• [WHAT YOU NEED TO DO] Convert the lines below, from the line with "Guideline: mark the gray" up to and including the line with "[[279, 164], [150, 216]]", into a Markdown table with a Row column for the running number and a Line column for the line itself, omitting any blank lines.

>> begin PROVIDED RECORDS

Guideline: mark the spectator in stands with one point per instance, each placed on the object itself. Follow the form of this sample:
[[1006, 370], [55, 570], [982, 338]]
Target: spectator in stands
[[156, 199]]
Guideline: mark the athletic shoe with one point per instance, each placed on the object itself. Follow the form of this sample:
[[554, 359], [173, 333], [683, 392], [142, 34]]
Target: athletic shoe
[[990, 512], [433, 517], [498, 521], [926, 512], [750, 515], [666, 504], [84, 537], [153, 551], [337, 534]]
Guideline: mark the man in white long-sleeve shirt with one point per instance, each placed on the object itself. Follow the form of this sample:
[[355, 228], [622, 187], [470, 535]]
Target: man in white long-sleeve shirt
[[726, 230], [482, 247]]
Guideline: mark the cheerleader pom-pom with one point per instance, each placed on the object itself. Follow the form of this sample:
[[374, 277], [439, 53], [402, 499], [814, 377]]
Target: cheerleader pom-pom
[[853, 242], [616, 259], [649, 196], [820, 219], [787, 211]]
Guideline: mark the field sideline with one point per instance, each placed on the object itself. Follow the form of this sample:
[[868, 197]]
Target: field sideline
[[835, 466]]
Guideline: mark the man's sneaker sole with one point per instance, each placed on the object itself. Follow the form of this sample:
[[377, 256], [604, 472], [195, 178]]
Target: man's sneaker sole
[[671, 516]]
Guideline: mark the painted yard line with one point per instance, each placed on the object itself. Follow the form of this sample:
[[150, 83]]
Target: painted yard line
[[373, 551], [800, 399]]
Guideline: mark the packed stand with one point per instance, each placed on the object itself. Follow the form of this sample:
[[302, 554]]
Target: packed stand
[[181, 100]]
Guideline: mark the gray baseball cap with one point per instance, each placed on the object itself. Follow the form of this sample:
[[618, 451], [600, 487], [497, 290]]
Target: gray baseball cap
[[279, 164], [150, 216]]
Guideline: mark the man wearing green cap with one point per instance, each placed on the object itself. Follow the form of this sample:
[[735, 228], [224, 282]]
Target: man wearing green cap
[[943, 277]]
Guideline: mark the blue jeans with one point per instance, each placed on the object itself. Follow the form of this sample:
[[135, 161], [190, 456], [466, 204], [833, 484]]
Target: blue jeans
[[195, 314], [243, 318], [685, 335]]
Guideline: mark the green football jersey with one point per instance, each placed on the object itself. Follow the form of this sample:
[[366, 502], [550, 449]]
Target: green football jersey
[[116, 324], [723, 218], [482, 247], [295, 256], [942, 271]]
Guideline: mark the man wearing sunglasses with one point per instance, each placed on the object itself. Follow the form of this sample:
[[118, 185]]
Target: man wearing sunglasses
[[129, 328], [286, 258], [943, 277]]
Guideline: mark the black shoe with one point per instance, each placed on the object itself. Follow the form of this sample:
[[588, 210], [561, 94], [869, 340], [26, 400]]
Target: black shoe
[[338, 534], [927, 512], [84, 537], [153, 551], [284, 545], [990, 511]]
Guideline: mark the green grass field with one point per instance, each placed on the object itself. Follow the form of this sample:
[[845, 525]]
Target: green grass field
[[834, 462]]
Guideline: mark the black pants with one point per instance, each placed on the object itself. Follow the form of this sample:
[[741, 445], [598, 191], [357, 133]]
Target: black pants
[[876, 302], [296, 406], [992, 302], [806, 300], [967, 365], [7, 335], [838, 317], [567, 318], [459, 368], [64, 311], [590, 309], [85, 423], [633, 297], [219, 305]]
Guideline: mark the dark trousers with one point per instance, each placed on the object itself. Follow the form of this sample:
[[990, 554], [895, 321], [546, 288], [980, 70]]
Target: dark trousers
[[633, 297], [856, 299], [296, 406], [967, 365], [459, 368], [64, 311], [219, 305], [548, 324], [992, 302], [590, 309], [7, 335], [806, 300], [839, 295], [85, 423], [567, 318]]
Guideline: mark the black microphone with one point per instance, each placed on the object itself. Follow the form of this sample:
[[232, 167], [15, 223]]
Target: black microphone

>> end PROVIDED RECORDS

• [THE COMPLETED TASK]
| Row | Line |
|---|---|
| 1 | Guideline: mark the gray baseball cap with one point per instance, each placed on the object itself. Follow the form of this sample: |
| 2 | [[618, 451], [600, 487], [497, 290]] |
| 3 | Target: gray baseball cap |
| 4 | [[279, 164], [150, 216]] |